■ **Data for analysis**
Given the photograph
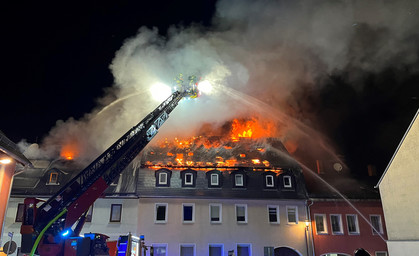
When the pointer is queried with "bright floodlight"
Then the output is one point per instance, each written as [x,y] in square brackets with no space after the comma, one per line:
[5,161]
[205,87]
[160,91]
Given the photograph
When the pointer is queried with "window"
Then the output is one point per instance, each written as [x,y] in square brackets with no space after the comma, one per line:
[273,214]
[187,250]
[215,213]
[53,178]
[238,180]
[188,213]
[160,213]
[89,214]
[287,181]
[321,225]
[352,221]
[19,212]
[244,250]
[336,222]
[214,179]
[268,251]
[116,210]
[292,214]
[216,250]
[160,249]
[162,178]
[376,223]
[269,181]
[188,179]
[241,213]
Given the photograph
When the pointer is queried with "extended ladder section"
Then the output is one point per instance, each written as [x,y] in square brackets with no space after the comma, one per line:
[78,194]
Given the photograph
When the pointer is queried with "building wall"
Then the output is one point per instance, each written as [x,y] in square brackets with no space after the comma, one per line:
[100,219]
[347,243]
[258,231]
[399,192]
[6,177]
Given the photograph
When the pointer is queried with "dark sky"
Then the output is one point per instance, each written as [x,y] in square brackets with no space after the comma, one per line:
[56,65]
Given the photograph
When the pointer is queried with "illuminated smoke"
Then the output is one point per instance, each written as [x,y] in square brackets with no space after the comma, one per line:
[261,57]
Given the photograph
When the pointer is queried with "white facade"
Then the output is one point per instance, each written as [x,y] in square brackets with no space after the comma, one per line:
[256,233]
[400,195]
[138,217]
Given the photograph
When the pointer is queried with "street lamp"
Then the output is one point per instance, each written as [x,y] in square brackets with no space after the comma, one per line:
[306,232]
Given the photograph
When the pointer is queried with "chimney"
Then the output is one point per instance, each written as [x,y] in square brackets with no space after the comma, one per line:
[372,170]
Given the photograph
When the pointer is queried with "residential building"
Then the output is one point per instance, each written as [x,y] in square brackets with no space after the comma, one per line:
[201,209]
[10,156]
[399,192]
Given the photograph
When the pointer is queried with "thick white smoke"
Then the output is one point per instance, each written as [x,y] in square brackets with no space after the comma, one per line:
[257,54]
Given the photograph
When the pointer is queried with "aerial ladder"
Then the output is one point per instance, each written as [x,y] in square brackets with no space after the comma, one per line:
[45,228]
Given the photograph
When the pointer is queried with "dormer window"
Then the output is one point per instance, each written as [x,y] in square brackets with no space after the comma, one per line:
[53,178]
[188,177]
[163,178]
[214,179]
[287,181]
[238,180]
[269,179]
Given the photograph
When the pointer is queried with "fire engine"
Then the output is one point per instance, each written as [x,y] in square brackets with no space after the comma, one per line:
[54,227]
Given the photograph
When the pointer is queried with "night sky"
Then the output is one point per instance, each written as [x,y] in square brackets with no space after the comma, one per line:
[56,61]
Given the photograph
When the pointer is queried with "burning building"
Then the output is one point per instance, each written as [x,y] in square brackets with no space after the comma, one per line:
[232,188]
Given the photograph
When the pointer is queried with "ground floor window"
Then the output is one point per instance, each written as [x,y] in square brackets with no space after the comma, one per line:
[244,250]
[268,251]
[160,249]
[187,250]
[216,250]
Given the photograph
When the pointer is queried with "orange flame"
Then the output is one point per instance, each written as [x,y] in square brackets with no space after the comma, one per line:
[250,129]
[70,151]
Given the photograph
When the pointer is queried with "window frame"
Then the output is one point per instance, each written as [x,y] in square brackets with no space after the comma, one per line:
[187,245]
[340,232]
[266,181]
[20,209]
[270,248]
[220,211]
[51,179]
[161,245]
[245,213]
[183,213]
[356,224]
[218,179]
[380,228]
[296,214]
[188,174]
[166,205]
[113,206]
[325,232]
[216,245]
[276,207]
[244,245]
[235,180]
[287,177]
[160,178]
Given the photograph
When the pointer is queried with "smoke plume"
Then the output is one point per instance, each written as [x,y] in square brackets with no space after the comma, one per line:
[262,57]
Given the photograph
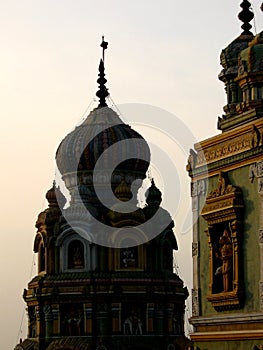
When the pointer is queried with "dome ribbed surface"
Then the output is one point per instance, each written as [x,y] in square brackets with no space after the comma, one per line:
[81,148]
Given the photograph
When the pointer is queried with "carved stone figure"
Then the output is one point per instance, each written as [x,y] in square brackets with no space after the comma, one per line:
[226,251]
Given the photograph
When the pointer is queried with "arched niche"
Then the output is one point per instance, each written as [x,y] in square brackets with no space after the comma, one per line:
[76,253]
[223,211]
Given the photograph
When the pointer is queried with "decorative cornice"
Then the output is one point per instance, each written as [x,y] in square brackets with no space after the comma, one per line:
[245,143]
[230,335]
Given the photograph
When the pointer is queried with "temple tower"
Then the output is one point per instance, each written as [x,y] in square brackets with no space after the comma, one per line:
[105,266]
[227,199]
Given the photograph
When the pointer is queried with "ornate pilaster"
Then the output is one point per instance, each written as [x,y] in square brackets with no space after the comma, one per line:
[47,309]
[88,318]
[116,318]
[259,173]
[195,189]
[56,319]
[159,317]
[149,318]
[168,316]
[102,316]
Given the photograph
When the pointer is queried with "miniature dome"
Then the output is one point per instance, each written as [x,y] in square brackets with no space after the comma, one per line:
[153,195]
[81,149]
[229,56]
[55,197]
[250,59]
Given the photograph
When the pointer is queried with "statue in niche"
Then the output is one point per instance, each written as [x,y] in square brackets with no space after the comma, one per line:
[128,257]
[225,254]
[76,255]
[223,186]
[32,324]
[74,321]
[132,324]
[77,259]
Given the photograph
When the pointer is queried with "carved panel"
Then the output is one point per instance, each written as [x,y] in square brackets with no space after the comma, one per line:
[261,295]
[195,302]
[260,185]
[193,189]
[195,248]
[260,169]
[223,212]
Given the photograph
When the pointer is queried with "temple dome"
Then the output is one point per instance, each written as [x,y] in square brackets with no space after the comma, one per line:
[250,59]
[81,148]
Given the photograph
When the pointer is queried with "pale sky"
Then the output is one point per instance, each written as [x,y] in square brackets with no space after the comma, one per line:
[161,53]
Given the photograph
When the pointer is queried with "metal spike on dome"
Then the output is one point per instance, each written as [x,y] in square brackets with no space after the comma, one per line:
[102,93]
[245,16]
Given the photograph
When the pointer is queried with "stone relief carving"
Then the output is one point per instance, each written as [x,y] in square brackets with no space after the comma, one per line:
[260,185]
[193,189]
[252,172]
[191,160]
[260,169]
[261,294]
[255,136]
[223,212]
[223,186]
[201,187]
[195,302]
[195,248]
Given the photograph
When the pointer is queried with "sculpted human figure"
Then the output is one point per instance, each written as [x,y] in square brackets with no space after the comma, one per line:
[226,251]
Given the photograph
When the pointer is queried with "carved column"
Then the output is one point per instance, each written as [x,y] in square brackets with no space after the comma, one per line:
[88,319]
[40,322]
[159,316]
[195,249]
[211,260]
[259,173]
[168,317]
[56,319]
[48,321]
[102,319]
[149,318]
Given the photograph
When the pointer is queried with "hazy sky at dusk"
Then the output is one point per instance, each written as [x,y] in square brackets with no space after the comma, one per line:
[161,53]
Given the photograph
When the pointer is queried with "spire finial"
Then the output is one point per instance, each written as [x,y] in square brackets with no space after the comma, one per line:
[104,45]
[246,16]
[102,93]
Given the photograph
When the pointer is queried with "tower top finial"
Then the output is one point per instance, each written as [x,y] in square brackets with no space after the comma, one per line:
[246,16]
[104,45]
[102,93]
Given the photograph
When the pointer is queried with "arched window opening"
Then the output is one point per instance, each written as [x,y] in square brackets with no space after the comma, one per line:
[41,258]
[76,255]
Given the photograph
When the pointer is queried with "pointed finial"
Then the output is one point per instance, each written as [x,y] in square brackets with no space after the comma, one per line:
[102,93]
[246,16]
[104,45]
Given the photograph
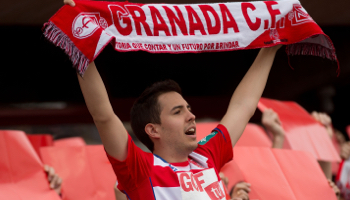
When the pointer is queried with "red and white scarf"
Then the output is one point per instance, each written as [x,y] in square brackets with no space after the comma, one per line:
[84,30]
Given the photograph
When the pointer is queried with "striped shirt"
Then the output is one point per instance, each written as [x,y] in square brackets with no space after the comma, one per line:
[147,176]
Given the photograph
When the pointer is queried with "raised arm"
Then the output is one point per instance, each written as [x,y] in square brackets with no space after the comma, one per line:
[112,132]
[247,94]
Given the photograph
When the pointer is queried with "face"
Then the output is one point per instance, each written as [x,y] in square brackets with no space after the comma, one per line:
[178,127]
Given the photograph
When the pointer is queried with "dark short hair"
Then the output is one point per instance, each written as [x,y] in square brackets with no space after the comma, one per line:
[146,109]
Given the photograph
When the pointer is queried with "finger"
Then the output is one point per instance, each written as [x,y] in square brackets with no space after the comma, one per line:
[243,194]
[58,182]
[69,2]
[50,173]
[53,183]
[46,168]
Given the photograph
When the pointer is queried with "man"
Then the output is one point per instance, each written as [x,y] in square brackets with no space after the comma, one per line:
[178,167]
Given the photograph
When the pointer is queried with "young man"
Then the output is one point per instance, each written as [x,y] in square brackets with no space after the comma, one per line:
[178,167]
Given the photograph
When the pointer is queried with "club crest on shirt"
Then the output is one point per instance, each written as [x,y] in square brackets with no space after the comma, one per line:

■ **Problem to work on**
Go through the entries and filter for lines holding the word "finial"; copy each match.

■ **Written solution**
When the pointer is queried with "spire finial"
When the pointer is queried with "tower top finial"
When the pointer is queried with "pointed finial"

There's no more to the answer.